**GIVEN EXERCISE:**
Render every line of the data below as a Markdown table with the columns Row and Line, putting each line's number under Row and its text under Line, and leave out any blank lines.

[Region annotation entries]
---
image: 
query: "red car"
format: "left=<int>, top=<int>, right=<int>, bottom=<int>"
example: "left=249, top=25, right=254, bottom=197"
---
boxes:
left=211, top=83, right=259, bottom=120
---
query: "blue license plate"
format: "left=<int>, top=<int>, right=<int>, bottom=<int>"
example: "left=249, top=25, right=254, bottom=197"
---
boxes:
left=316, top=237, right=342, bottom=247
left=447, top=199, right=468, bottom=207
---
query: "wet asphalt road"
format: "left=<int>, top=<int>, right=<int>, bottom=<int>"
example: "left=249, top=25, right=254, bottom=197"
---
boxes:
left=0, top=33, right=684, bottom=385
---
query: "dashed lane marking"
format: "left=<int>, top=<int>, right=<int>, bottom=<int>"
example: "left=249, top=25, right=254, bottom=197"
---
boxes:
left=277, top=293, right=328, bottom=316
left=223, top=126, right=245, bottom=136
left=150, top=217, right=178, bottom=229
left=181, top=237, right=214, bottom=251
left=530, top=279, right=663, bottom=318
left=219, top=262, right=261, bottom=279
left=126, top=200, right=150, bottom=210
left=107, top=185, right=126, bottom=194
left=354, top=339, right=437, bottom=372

**EXERCISE RESPONSE:**
| Row | Line |
|---|---|
| 1 | --- |
| 2 | image:  |
| 3 | query: "red car" |
| 4 | format: "left=<int>, top=<int>, right=<int>, bottom=<int>" |
| 5 | example: "left=249, top=25, right=254, bottom=197" |
| 6 | --- |
| 7 | boxes: |
| 8 | left=211, top=83, right=259, bottom=120 |
| 9 | --- |
| 10 | query: "blue license plate" |
| 11 | format: "left=<int>, top=<int>, right=<int>, bottom=<int>" |
| 12 | example: "left=249, top=25, right=254, bottom=197" |
| 13 | --- |
| 14 | boxes: |
| 15 | left=316, top=237, right=342, bottom=247 |
| 16 | left=447, top=199, right=468, bottom=207 |
| 17 | --- |
| 18 | query: "wet asphalt road" |
| 19 | format: "left=<int>, top=<int>, right=<int>, bottom=<int>" |
| 20 | example: "left=249, top=25, right=254, bottom=197" |
| 21 | --- |
| 22 | boxes: |
| 23 | left=0, top=33, right=684, bottom=385 |
| 24 | --- |
| 25 | query: "dashed lane marking" |
| 26 | format: "left=<int>, top=<int>, right=<int>, bottom=<int>" |
| 27 | example: "left=249, top=25, right=254, bottom=197" |
| 28 | --- |
| 29 | boxes: |
| 30 | left=277, top=293, right=328, bottom=316 |
| 31 | left=223, top=126, right=245, bottom=136 |
| 32 | left=150, top=217, right=178, bottom=229 |
| 33 | left=181, top=237, right=214, bottom=251 |
| 34 | left=530, top=279, right=663, bottom=318 |
| 35 | left=219, top=262, right=261, bottom=279 |
| 36 | left=126, top=200, right=150, bottom=210 |
| 37 | left=107, top=185, right=126, bottom=194 |
| 38 | left=354, top=339, right=437, bottom=372 |